* [ASSIGNMENT] Look below for the line with "Expected behaviour: the pointer locates the framed". Extract that line and each one after it through the last, word for word.

[DATA SECTION Boundary: Start]

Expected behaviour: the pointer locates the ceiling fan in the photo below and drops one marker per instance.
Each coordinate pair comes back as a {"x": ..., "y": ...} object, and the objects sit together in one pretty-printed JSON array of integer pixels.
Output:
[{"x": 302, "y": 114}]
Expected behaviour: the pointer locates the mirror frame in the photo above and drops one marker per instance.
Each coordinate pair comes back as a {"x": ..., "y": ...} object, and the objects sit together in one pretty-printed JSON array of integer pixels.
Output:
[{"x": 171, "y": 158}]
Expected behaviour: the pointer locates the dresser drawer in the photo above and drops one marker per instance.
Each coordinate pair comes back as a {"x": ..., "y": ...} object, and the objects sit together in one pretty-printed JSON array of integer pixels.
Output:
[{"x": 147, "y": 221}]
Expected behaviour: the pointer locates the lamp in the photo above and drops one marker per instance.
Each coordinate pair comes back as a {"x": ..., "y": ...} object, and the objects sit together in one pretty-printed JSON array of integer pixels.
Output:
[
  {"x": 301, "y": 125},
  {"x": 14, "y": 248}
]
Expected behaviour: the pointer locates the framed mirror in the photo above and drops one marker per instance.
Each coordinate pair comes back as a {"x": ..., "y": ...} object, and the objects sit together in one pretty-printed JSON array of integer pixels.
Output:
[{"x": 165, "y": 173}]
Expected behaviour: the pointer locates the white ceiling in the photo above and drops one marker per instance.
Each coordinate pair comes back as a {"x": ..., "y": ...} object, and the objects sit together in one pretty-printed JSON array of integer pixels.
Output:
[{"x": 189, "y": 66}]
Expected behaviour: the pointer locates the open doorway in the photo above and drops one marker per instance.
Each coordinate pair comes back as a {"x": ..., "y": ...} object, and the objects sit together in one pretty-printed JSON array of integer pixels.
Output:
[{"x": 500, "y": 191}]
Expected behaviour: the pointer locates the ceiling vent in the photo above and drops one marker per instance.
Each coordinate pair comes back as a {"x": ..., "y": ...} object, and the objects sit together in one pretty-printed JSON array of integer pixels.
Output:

[DATA SECTION Boundary: End]

* [SOLUTION BELOW]
Expected behaviour: the pointer locates the framed mirror in the photo above and drops one marker per instance.
Each coordinate pair comes back as a {"x": ..., "y": ...} object, and the objects sit together in one pretty-printed JSON array of integer pixels.
Output:
[{"x": 165, "y": 173}]
Expected behaviour: the pointer locates the white ceiling in the photo above and drops one marker per instance.
Each coordinate pair comes back as a {"x": ..., "y": ...} object, and the objects sit together in one pretty-printed JSON array of integer pixels.
Output:
[{"x": 189, "y": 66}]
Expected behaviour: the pointer locates the open doorway in the photo above and drops one marker per instance.
Each coordinate pair comes back as a {"x": ..., "y": ...} object, and the objects sit together in one pretty-printed JSON array of integer pixels.
Output:
[{"x": 500, "y": 191}]
Expected behaviour: the pointer locates the ceiling vent in the photo above and drops one marker per instance.
Each coordinate pair comes back as a {"x": ..., "y": ...} object, and the objects sit together in one pretty-printed JSON array of integer pixels.
Output:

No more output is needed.